> **Input for this task**
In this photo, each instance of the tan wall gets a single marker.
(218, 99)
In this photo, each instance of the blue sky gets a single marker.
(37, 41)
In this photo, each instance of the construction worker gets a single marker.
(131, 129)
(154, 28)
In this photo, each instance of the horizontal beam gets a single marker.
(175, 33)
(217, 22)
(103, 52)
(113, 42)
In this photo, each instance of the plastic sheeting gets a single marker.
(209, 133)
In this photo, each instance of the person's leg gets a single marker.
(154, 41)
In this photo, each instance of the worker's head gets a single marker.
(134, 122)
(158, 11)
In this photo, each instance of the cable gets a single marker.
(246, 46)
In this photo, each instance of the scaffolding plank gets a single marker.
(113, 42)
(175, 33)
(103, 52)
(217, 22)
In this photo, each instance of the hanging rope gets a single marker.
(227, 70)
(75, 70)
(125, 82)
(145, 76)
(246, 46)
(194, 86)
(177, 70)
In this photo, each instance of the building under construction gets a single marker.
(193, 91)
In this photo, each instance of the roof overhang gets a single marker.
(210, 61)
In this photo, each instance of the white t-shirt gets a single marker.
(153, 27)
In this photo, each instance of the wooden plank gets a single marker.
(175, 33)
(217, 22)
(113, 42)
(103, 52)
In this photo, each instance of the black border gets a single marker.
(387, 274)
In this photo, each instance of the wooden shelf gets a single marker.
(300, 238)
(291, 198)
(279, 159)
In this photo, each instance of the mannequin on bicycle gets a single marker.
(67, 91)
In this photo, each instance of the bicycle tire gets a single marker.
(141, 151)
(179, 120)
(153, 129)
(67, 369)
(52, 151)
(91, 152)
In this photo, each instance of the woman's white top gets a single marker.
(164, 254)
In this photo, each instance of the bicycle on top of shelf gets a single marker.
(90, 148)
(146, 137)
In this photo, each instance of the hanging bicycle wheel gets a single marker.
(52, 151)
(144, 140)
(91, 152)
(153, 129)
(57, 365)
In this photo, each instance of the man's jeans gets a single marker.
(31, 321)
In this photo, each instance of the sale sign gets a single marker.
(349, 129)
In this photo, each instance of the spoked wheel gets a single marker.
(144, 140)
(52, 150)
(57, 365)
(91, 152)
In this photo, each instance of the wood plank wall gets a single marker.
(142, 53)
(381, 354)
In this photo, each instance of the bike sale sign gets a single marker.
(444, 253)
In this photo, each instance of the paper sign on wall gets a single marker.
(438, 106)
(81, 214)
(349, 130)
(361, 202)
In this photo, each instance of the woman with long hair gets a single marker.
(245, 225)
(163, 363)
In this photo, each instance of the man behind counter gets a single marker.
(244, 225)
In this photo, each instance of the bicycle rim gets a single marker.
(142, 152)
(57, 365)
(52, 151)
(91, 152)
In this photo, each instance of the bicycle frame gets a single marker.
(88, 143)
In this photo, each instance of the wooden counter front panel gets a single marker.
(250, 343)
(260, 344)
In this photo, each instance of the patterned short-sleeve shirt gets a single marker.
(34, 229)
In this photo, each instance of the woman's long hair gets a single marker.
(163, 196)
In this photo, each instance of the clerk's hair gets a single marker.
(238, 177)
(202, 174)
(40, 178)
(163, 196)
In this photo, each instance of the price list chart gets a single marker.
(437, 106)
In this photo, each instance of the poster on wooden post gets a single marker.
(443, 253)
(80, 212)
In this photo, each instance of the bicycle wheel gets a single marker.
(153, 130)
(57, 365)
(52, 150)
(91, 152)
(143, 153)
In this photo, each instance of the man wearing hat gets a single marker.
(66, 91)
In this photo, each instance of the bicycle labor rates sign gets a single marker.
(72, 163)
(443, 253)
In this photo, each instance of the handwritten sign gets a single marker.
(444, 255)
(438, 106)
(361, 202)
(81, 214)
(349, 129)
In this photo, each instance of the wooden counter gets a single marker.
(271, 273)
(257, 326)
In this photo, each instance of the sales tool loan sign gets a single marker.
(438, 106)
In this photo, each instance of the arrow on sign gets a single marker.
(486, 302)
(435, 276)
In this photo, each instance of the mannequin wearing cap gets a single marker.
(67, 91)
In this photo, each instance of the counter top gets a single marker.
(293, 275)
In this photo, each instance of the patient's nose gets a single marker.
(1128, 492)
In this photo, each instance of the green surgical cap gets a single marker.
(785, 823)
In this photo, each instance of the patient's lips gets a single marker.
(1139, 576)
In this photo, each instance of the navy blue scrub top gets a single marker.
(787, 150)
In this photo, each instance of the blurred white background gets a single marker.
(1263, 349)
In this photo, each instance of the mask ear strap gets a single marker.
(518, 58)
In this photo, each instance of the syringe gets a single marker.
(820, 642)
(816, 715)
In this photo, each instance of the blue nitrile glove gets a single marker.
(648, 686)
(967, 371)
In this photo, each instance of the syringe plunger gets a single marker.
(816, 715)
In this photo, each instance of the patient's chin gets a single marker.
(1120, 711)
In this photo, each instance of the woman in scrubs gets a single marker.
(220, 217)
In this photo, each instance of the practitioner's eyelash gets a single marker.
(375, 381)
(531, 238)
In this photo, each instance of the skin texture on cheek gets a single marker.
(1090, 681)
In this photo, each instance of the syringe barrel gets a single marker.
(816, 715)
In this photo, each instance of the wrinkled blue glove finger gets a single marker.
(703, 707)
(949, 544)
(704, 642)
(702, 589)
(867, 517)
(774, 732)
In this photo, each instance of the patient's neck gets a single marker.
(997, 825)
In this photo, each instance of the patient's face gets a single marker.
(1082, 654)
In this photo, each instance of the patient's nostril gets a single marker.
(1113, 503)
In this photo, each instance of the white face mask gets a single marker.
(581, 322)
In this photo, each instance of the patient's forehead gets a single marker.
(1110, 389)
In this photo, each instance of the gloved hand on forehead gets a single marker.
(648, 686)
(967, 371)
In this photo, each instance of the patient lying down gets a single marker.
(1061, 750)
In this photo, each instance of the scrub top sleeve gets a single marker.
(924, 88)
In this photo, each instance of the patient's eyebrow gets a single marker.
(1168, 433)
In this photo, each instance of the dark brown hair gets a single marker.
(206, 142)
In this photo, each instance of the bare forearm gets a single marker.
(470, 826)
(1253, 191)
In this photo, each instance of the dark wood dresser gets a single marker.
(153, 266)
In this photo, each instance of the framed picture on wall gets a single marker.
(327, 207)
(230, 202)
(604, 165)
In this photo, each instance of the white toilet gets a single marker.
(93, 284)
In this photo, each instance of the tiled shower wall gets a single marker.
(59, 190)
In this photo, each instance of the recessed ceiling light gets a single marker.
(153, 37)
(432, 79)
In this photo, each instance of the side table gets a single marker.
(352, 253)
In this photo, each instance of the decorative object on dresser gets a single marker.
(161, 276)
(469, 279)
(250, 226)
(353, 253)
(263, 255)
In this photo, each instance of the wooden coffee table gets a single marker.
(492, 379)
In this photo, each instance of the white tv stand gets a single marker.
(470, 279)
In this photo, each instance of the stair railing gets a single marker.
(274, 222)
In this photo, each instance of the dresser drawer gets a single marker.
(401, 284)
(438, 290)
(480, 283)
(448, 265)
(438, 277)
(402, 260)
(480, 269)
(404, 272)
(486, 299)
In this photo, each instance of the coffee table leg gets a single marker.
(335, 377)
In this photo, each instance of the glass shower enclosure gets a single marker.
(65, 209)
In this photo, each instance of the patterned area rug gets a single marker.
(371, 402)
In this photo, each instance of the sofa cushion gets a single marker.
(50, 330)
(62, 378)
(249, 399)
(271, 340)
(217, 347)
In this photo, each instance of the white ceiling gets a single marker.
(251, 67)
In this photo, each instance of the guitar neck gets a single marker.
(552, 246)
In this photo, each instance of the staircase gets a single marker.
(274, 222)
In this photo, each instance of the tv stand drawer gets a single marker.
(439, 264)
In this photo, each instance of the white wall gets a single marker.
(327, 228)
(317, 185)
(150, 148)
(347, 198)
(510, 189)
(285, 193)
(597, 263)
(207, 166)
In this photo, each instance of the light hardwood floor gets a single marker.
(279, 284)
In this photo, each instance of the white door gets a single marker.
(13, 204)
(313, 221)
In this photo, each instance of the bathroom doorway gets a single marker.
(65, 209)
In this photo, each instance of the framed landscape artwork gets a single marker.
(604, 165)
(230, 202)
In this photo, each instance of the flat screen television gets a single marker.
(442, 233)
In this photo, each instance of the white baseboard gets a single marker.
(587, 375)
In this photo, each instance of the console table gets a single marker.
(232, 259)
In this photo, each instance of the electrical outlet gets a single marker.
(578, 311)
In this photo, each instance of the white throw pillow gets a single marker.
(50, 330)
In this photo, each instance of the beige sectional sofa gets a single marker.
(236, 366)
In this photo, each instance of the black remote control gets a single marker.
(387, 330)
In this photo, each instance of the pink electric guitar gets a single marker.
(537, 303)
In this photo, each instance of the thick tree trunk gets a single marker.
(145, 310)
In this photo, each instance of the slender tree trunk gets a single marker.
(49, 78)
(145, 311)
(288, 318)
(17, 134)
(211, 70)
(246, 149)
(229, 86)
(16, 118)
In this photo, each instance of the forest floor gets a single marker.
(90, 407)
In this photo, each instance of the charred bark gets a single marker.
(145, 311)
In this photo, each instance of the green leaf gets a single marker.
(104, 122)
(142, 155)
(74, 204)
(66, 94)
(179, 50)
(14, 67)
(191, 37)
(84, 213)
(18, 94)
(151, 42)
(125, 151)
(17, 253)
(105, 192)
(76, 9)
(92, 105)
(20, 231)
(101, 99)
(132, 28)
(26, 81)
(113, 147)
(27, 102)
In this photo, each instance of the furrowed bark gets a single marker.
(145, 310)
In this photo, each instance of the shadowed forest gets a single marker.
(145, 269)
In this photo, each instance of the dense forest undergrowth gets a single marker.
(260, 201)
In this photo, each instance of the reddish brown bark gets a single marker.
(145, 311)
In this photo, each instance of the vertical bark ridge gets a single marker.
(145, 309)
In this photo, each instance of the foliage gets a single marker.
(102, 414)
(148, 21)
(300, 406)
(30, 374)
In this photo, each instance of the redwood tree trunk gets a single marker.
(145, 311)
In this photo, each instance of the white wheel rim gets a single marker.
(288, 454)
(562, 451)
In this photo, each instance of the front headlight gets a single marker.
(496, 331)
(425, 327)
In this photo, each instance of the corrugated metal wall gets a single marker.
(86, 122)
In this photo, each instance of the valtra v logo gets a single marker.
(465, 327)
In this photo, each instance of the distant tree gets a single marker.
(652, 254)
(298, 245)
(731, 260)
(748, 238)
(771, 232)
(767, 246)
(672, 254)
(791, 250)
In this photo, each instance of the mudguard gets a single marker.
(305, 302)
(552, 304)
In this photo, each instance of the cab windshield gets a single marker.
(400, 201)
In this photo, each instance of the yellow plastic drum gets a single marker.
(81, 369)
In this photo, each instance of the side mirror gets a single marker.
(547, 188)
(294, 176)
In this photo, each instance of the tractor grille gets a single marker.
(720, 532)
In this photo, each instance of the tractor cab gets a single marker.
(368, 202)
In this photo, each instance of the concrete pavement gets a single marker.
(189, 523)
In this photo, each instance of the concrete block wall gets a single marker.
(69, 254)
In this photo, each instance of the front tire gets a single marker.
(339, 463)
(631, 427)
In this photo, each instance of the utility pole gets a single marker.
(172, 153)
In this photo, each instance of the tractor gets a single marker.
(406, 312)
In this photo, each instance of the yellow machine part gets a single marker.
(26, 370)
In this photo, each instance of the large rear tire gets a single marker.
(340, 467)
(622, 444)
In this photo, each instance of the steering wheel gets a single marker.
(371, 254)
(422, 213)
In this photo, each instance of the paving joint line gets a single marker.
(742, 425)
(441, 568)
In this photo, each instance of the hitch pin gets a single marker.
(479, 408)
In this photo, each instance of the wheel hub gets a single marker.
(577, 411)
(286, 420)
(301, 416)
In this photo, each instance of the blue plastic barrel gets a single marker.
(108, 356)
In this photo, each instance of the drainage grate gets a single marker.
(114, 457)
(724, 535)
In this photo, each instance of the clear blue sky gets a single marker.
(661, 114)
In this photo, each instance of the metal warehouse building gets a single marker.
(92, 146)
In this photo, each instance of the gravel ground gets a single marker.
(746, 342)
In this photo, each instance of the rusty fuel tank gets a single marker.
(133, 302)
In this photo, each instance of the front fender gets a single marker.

> **Given exercise**
Swap "fuel tank" for "water tank" in the listing lines running from the one that contains "In this photo, each instance of the rusty" through the end of the listing, inclusive. Give back only those lines, otherwise unchanged.

> **Correct response**
In this photo, each instance of the rusty water tank gets a single marker.
(133, 302)
In this photo, each instance of the front fender gets a single marker.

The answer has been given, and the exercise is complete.